▶ **Task requirements**: Please return every line of the records below that contains the word "after".

▶ **Recorded information**:
-*-*-

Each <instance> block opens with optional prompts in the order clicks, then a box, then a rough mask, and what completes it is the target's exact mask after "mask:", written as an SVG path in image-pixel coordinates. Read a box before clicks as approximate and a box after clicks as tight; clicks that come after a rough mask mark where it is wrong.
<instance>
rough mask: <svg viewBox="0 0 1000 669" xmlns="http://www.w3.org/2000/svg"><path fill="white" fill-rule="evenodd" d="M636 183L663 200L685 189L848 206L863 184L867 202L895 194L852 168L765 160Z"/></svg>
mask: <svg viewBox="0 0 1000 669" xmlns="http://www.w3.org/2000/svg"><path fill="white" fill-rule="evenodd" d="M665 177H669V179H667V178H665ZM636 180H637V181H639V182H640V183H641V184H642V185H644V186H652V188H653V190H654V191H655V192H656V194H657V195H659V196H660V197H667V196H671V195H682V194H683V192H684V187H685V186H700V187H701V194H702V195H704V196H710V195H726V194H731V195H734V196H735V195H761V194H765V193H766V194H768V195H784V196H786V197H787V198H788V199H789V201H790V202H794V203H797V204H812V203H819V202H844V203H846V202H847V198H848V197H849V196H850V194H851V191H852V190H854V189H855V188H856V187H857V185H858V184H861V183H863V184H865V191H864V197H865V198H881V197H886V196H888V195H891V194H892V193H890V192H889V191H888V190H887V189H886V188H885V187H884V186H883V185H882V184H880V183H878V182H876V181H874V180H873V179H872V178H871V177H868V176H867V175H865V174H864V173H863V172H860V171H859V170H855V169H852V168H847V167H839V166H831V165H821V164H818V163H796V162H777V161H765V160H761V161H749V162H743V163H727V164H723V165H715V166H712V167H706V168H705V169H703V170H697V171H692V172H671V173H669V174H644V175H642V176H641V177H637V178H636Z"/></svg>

-*-*-

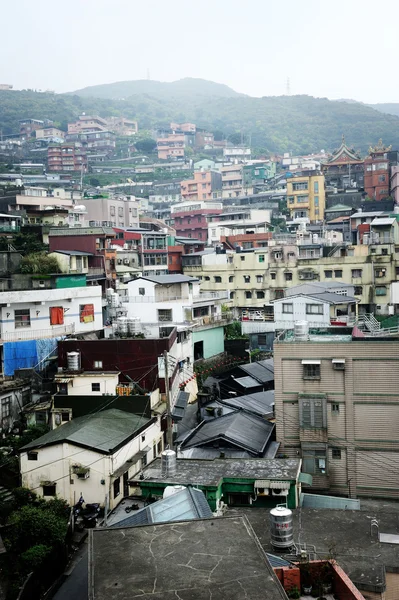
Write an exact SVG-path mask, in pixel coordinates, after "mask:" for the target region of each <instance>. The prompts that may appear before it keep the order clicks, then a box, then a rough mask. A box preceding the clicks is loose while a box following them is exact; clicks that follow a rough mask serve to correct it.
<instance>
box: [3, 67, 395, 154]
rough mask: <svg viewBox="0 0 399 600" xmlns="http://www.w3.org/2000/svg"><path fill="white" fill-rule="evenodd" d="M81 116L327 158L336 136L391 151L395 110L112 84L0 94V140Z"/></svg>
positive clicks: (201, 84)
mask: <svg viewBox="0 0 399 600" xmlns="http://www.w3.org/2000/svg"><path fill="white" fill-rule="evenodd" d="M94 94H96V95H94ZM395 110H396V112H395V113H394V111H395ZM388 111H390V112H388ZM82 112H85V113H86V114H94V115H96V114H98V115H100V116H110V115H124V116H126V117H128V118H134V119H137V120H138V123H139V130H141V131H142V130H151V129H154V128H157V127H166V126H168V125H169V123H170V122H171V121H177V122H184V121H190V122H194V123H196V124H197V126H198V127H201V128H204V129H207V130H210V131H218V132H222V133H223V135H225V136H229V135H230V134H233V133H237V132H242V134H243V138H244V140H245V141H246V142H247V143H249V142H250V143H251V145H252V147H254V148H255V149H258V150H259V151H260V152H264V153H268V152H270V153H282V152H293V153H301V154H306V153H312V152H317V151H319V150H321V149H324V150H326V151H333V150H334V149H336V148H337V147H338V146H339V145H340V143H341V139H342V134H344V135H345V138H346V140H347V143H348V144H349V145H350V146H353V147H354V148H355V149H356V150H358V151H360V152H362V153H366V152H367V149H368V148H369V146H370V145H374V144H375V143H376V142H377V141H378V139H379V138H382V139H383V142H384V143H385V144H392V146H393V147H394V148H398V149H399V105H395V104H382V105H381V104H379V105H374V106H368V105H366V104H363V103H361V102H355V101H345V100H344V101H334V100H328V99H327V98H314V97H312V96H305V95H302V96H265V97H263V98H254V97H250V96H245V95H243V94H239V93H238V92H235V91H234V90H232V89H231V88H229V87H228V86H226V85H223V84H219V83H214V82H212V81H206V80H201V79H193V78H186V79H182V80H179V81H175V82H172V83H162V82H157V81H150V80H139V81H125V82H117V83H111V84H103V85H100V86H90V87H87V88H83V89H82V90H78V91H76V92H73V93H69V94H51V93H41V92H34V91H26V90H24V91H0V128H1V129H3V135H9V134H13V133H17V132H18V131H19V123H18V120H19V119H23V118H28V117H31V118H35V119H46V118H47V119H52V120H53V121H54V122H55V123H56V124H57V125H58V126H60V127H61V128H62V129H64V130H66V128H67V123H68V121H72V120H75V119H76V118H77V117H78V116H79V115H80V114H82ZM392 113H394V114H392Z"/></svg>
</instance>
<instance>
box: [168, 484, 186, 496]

-*-*-

▶ **Answer to the exercise**:
Each <instance> block opens with optional prompts in the order clicks, then a box, then a rough mask, and what completes it is the target's exact mask after "mask:", written as an SVG path in image-pixel coordinates. Read a box before clicks as approximate and a box after clicks as tight; clicks that come after a rough mask mark where it is wrong.
Write an exact SVG-path mask, in pixel coordinates, after "mask:" for the target region of each <instance>. The prompts that may appear before it keep the order clicks, then a box, then a rough mask. A box preceding the clicks is loose while a box following them is exact; clicks that follow a rough mask serve to correct it.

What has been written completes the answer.